Le nouveau groupe féminin lancé par ADOR, label rattaché au mastodonte sud-coréen HYBE Corporation (BTS), a publié plusieurs clips d’un coup avant même la date de son debut, le 1er août. A partir du 22 juillet, nous avons ainsi découvert trois morceaux dont la fraîcheur a été saluée par les amateurs de K-pop : Attention, Hype Boy et Hurt. Pas de girl crush ni de clip spectaculaire à l’horizon, ici le son est léger, l’attitude décontractée, les vibes d’été qu’on aime, en somme. Et bon sang que les deux premières chansons sont addictives. Malheureusement, si tout était positif dans cette histoire, mon propos liminaire n’aurait pas lieu d’être, je dois donc en venir à ce qui ne va pas. Mon objectif ? Malaise.
Parmi les cinq membres de NewJeans, quatre sont mineures, et une est majeure. Quand je dis majeure, c’est 18 ans, donc tout juste. La plus jeune, elle, a 14 ans. D’où une succession de commentaires : sur les risques de faire entrer des adolescentes dans le monde de la K-pop, d’abord. Sur ce que les stylistes leur font porter dans les clips, ensuite. Mais c’est la vidéo de Hurt, et ses trois minutes de close-up inconfortables, qui a provoqué les réactions les plus virulentes.
“Avec cette vidéo, HYBE vise en même temps les jeunes amateurs de K-pop et les fans qui ont l’âge d’être leur oncle”, lit-on par exemple sur le blog KPOPALYPSE, “vendant un concept qui sera perçu de manière innocente par les ados, et de façon plus suggestive par leurs aînés”. Un lecteur du blog Pann Choa affirme même avoir constaté que “les photos des membres [de NewJeans] et le clip de Hurt” étaient “partagés dans certaines communautés en ligne” comme de la “pornographie saine”, référence à la tristement célèbre phrase prononcée par le producteur de la télé-réalité musicale Produce 101. Pour certains, la faute revient à Min Hee-jin, directrice artistique partie de SM Entertainment pour diriger le label ADOR, dont les goûts esthétiques trahiraient un goût pour l’érotisation des adolescentes, explique Asian Junkie.

Contenu des données
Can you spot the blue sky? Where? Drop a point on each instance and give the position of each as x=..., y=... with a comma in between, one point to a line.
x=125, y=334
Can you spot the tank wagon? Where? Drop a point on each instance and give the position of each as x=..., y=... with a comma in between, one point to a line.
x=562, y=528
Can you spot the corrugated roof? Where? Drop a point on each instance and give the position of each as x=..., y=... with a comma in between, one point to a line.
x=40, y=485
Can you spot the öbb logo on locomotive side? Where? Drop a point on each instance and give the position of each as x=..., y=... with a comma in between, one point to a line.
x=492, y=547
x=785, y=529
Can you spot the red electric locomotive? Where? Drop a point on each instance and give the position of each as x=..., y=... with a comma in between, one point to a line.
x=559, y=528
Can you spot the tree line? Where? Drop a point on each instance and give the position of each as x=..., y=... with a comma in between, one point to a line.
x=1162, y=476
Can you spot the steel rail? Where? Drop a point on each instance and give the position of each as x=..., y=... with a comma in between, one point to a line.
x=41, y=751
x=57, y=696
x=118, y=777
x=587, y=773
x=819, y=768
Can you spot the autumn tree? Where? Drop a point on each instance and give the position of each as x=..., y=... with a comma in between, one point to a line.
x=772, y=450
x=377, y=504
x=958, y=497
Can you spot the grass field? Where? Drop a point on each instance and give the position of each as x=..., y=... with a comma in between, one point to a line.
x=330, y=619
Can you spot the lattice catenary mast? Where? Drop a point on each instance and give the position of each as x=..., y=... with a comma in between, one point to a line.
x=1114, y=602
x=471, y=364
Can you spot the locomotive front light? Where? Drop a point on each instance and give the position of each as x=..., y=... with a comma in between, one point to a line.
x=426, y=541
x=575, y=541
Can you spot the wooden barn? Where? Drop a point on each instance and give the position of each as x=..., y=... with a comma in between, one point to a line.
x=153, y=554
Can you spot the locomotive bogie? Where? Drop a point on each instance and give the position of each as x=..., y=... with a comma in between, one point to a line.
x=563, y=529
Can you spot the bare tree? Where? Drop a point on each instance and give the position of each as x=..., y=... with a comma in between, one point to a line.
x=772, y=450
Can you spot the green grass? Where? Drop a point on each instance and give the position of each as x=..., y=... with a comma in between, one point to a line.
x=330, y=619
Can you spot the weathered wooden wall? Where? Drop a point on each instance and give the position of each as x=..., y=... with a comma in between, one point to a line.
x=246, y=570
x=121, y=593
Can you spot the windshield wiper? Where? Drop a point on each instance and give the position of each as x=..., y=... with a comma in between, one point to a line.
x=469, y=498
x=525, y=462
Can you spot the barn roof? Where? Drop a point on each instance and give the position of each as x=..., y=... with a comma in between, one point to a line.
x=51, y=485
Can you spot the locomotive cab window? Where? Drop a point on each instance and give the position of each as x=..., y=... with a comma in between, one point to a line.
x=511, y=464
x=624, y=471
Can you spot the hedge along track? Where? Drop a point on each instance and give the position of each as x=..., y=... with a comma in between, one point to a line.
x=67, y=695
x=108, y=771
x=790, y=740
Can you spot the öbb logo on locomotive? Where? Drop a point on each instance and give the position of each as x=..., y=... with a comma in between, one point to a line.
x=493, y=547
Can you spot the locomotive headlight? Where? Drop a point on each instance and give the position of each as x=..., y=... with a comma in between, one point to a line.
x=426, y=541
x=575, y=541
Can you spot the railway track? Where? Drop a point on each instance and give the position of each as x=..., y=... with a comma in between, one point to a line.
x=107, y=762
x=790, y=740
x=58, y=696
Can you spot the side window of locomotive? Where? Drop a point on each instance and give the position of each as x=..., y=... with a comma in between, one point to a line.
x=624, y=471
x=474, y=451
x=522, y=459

Consignes
a: Dans l'extrait sur NewJeans, relevez tous les titres de morceaux mentionnés.
b: Reproduisez le passage de l'extrait sur NewJeans qui commence à « Le nouveau groupe » et se termine à « objectif ? Malaise. ».
Répondez en vous fondant uniquement sur l'extrait.

Réponses rédigées
a: Attention, Hype Boy, Hurt

b:
Le nouveau groupe féminin lancé par ADOR, label rattaché au mastodonte sud-coréen HYBE Corporation (BTS), a publié plusieurs clips d’un coup avant même la date de son debut, le 1er août. A partir du 22 juillet, nous avons ainsi découvert trois morceaux dont la fraîcheur a été saluée par les amateurs de K-pop : Attention, Hype Boy et Hurt. Pas de girl crush ni de clip spectaculaire à l’horizon, ici le son est léger, l’attitude décontractée, les vibes d’été qu’on aime, en somme. Et bon sang que les deux premières chansons sont addictives. Malheureusement, si tout était positif dans cette histoire, mon propos liminaire n’aurait pas lieu d’être, je dois donc en venir à ce qui ne va pas. Mon objectif ? Malaise.